■ **MATERIAL FOR THIS TASK**
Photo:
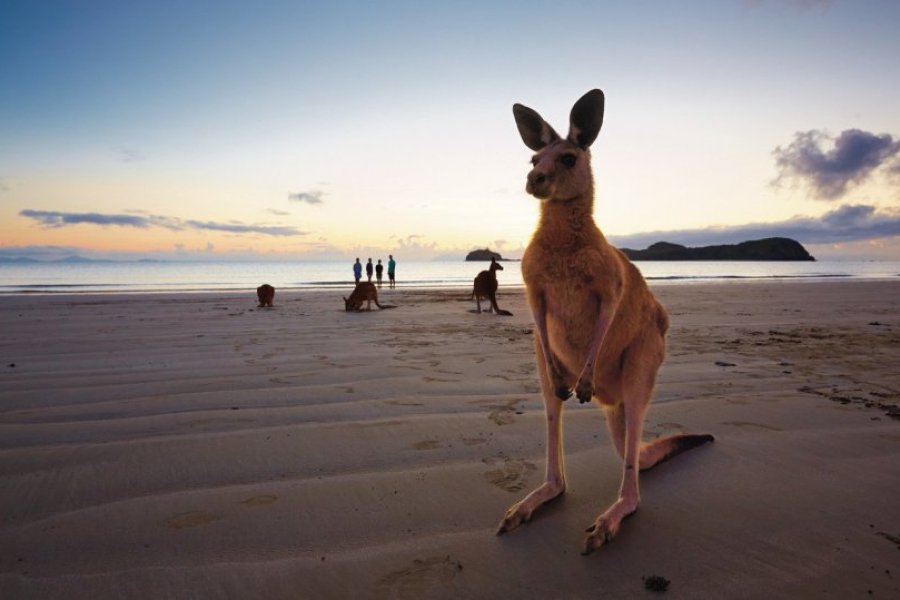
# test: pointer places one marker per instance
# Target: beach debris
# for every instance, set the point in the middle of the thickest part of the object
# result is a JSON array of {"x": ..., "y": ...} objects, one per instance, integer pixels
[{"x": 656, "y": 583}]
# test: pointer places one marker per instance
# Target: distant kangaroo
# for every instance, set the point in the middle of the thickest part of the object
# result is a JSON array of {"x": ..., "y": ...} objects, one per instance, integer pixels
[
  {"x": 266, "y": 295},
  {"x": 364, "y": 291},
  {"x": 598, "y": 328},
  {"x": 486, "y": 287}
]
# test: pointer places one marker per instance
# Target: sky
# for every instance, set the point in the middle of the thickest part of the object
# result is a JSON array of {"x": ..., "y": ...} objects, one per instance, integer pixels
[{"x": 329, "y": 130}]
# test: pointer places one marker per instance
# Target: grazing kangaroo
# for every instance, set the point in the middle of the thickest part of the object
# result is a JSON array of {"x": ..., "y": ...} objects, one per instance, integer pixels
[
  {"x": 266, "y": 294},
  {"x": 598, "y": 328},
  {"x": 364, "y": 291},
  {"x": 486, "y": 287}
]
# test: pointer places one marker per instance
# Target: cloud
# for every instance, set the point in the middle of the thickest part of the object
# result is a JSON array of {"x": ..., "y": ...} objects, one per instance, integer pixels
[
  {"x": 125, "y": 154},
  {"x": 824, "y": 5},
  {"x": 852, "y": 159},
  {"x": 310, "y": 197},
  {"x": 60, "y": 219},
  {"x": 845, "y": 224},
  {"x": 55, "y": 219},
  {"x": 241, "y": 228}
]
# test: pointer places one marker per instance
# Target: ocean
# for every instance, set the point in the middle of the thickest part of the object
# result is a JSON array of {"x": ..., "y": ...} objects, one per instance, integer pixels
[{"x": 174, "y": 276}]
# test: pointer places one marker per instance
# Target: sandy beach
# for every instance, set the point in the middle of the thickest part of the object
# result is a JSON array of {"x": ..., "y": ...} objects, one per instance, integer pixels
[{"x": 196, "y": 446}]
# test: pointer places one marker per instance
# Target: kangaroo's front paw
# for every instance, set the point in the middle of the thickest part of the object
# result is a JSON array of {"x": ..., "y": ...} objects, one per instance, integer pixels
[
  {"x": 521, "y": 511},
  {"x": 584, "y": 390},
  {"x": 605, "y": 528},
  {"x": 515, "y": 516}
]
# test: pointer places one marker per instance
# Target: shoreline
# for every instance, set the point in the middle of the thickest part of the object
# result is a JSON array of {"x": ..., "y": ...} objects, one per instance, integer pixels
[
  {"x": 193, "y": 445},
  {"x": 413, "y": 287}
]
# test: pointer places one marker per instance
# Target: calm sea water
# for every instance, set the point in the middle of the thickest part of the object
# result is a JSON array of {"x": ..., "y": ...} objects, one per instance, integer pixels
[{"x": 108, "y": 277}]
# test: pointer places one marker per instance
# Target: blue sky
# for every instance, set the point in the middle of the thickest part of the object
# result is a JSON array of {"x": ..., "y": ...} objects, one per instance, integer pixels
[{"x": 327, "y": 130}]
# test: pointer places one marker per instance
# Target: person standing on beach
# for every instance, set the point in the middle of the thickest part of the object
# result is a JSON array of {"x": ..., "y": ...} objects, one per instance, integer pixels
[{"x": 392, "y": 267}]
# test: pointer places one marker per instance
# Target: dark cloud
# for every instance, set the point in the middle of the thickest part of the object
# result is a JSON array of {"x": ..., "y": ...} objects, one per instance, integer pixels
[
  {"x": 310, "y": 197},
  {"x": 38, "y": 252},
  {"x": 61, "y": 219},
  {"x": 853, "y": 156},
  {"x": 844, "y": 224}
]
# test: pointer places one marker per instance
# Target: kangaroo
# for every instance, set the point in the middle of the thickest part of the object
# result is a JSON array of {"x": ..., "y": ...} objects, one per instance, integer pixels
[
  {"x": 598, "y": 328},
  {"x": 266, "y": 294},
  {"x": 364, "y": 291},
  {"x": 486, "y": 287}
]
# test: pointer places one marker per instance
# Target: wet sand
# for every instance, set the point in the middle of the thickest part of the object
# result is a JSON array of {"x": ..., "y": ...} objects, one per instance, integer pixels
[{"x": 196, "y": 446}]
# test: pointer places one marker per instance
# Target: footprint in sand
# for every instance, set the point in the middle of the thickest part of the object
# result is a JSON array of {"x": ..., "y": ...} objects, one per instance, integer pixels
[
  {"x": 427, "y": 445},
  {"x": 511, "y": 474},
  {"x": 263, "y": 500},
  {"x": 195, "y": 518},
  {"x": 423, "y": 576},
  {"x": 749, "y": 425},
  {"x": 474, "y": 441},
  {"x": 502, "y": 414}
]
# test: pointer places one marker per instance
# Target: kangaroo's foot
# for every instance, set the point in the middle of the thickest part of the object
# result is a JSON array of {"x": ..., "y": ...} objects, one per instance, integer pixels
[
  {"x": 521, "y": 511},
  {"x": 607, "y": 525}
]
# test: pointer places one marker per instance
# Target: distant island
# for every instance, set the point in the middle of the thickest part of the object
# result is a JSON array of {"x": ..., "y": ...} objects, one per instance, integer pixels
[
  {"x": 484, "y": 254},
  {"x": 766, "y": 249}
]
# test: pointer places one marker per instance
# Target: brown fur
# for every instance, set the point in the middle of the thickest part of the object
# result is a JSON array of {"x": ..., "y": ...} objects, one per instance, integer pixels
[
  {"x": 599, "y": 329},
  {"x": 266, "y": 295},
  {"x": 486, "y": 288},
  {"x": 365, "y": 291}
]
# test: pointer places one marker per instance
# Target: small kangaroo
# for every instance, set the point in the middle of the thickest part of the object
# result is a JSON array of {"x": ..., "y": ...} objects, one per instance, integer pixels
[
  {"x": 486, "y": 287},
  {"x": 266, "y": 294},
  {"x": 598, "y": 328},
  {"x": 364, "y": 291}
]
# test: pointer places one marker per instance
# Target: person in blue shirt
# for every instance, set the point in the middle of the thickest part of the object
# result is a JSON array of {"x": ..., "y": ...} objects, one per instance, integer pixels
[{"x": 392, "y": 267}]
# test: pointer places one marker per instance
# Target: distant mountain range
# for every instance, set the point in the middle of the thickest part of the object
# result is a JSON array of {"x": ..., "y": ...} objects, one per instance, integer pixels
[
  {"x": 776, "y": 248},
  {"x": 766, "y": 249},
  {"x": 484, "y": 254}
]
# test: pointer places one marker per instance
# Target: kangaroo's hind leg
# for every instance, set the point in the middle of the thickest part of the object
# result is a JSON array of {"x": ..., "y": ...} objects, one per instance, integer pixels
[
  {"x": 634, "y": 381},
  {"x": 555, "y": 476}
]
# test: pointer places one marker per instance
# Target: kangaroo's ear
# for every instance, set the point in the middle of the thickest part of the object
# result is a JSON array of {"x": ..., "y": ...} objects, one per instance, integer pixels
[
  {"x": 534, "y": 130},
  {"x": 586, "y": 119}
]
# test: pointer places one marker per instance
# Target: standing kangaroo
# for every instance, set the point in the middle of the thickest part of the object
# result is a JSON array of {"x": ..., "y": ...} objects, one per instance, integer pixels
[
  {"x": 599, "y": 329},
  {"x": 363, "y": 292},
  {"x": 486, "y": 287}
]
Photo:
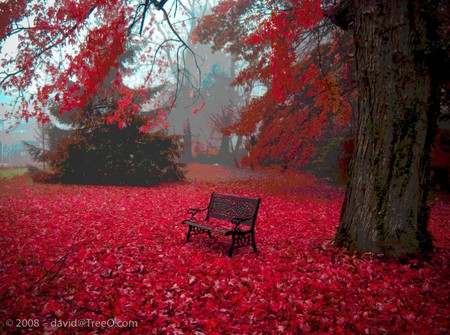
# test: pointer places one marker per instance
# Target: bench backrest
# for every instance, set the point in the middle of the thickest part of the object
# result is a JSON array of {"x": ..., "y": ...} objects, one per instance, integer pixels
[{"x": 222, "y": 206}]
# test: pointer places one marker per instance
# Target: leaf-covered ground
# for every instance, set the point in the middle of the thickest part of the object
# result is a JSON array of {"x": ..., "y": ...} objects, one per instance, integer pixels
[{"x": 80, "y": 259}]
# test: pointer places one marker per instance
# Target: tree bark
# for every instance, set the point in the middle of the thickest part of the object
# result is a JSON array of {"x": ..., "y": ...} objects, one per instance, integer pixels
[{"x": 385, "y": 209}]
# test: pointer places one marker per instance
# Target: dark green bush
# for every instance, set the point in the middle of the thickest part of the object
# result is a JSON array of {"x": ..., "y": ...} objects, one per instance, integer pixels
[{"x": 108, "y": 154}]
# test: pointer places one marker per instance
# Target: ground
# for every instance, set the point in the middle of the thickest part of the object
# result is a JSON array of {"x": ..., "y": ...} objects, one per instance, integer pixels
[{"x": 113, "y": 260}]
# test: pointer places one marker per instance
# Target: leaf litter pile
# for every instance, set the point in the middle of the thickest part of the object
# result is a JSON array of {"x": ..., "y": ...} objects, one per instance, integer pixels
[{"x": 118, "y": 255}]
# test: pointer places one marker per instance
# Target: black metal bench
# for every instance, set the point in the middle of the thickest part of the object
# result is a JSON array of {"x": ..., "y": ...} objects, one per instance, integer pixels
[{"x": 238, "y": 215}]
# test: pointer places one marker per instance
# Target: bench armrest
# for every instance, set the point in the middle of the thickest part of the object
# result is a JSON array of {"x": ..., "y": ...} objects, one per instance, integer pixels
[{"x": 194, "y": 211}]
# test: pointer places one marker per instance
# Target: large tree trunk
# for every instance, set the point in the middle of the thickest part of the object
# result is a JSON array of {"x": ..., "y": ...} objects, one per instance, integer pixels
[{"x": 385, "y": 209}]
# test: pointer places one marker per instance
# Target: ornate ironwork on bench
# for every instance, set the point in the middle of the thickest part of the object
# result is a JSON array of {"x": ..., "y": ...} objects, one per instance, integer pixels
[{"x": 238, "y": 215}]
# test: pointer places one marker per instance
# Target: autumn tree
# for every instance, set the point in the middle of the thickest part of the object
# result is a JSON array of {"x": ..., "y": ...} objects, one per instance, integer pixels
[
  {"x": 400, "y": 62},
  {"x": 292, "y": 61},
  {"x": 64, "y": 50}
]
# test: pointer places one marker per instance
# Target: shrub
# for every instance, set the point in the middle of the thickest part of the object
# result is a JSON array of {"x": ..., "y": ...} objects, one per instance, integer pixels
[{"x": 113, "y": 155}]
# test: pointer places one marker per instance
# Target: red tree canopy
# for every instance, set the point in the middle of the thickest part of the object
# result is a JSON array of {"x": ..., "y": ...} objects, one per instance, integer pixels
[
  {"x": 65, "y": 50},
  {"x": 300, "y": 59}
]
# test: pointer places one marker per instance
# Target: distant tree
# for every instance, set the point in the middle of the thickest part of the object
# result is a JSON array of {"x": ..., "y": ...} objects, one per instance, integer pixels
[{"x": 402, "y": 64}]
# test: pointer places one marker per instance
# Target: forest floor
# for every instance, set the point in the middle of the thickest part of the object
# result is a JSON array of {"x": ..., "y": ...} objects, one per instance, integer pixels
[{"x": 103, "y": 259}]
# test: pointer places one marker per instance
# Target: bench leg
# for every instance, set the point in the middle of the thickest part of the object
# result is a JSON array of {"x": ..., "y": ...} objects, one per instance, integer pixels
[
  {"x": 195, "y": 231},
  {"x": 230, "y": 252},
  {"x": 254, "y": 243},
  {"x": 188, "y": 234}
]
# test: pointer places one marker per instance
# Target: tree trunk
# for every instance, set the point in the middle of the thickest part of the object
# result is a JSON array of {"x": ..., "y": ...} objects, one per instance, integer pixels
[{"x": 385, "y": 209}]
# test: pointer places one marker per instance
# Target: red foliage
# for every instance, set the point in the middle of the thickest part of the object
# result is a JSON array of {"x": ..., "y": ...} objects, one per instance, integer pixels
[{"x": 119, "y": 253}]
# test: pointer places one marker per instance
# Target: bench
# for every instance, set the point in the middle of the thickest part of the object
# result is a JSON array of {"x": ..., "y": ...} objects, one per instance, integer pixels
[{"x": 235, "y": 217}]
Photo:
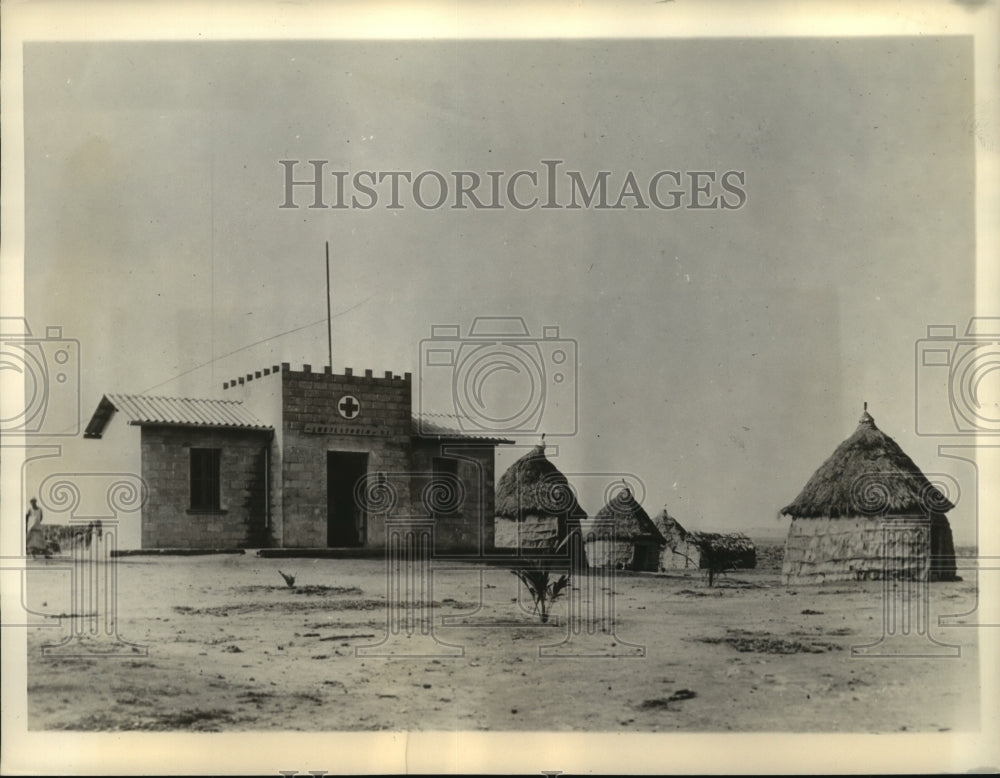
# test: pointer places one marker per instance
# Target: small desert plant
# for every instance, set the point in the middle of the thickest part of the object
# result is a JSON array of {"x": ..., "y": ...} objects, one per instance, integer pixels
[{"x": 537, "y": 577}]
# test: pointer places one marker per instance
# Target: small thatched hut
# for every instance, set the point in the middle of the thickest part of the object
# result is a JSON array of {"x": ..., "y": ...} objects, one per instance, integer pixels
[
  {"x": 536, "y": 508},
  {"x": 866, "y": 513},
  {"x": 637, "y": 542}
]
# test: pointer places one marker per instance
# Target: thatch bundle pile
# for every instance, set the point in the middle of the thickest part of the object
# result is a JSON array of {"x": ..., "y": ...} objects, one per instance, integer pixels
[
  {"x": 536, "y": 508},
  {"x": 623, "y": 536},
  {"x": 868, "y": 512}
]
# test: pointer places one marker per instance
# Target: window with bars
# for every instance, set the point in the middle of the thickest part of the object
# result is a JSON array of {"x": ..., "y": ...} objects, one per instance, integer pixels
[{"x": 205, "y": 484}]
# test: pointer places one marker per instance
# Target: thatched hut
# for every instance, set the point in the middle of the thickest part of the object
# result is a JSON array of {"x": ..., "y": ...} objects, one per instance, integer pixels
[
  {"x": 536, "y": 508},
  {"x": 703, "y": 550},
  {"x": 635, "y": 542},
  {"x": 866, "y": 513},
  {"x": 679, "y": 551}
]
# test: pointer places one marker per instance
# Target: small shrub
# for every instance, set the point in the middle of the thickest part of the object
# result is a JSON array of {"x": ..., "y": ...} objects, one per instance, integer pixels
[{"x": 538, "y": 579}]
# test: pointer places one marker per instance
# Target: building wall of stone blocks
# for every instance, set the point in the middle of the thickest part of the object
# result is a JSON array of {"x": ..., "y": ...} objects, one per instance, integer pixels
[
  {"x": 168, "y": 522},
  {"x": 260, "y": 392},
  {"x": 312, "y": 426}
]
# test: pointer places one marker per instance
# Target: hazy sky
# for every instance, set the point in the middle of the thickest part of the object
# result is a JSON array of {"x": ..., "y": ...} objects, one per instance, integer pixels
[{"x": 722, "y": 354}]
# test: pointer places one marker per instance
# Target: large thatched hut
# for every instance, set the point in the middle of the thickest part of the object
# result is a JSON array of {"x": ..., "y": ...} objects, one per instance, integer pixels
[
  {"x": 536, "y": 508},
  {"x": 623, "y": 536},
  {"x": 866, "y": 513}
]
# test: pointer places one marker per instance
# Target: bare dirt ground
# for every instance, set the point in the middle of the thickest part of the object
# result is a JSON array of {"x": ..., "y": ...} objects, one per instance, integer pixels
[{"x": 229, "y": 647}]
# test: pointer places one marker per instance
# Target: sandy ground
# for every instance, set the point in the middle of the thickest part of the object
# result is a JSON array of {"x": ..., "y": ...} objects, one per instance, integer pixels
[{"x": 222, "y": 644}]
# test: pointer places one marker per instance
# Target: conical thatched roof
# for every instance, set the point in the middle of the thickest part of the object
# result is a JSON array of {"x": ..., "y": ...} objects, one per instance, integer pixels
[
  {"x": 630, "y": 521},
  {"x": 868, "y": 474},
  {"x": 534, "y": 486}
]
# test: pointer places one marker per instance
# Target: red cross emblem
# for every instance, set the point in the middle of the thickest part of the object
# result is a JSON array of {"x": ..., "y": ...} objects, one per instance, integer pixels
[{"x": 348, "y": 407}]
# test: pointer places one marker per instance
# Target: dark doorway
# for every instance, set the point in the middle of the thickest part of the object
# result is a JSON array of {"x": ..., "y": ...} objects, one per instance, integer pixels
[{"x": 345, "y": 519}]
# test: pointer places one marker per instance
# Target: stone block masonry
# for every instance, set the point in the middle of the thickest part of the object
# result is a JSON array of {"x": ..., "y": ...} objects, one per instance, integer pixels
[{"x": 167, "y": 518}]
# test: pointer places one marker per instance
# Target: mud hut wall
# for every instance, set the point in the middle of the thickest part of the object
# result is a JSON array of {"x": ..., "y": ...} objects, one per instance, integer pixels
[
  {"x": 603, "y": 552},
  {"x": 679, "y": 556},
  {"x": 849, "y": 549},
  {"x": 533, "y": 533}
]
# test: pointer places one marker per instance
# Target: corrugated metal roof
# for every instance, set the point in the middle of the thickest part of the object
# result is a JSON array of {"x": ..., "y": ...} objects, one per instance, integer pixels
[
  {"x": 448, "y": 425},
  {"x": 143, "y": 409}
]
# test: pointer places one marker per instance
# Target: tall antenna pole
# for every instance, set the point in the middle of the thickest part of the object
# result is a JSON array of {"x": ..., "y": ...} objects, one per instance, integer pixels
[{"x": 329, "y": 326}]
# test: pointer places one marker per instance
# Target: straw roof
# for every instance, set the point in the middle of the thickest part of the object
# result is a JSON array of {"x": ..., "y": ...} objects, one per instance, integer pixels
[
  {"x": 630, "y": 521},
  {"x": 533, "y": 486},
  {"x": 868, "y": 474},
  {"x": 668, "y": 526}
]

■ **WRITTEN EXERCISE**
Extract each line of the records above that contains the string "trunk".

■ **FULL ANSWER**
# Target: large tree trunk
# Target: tree trunk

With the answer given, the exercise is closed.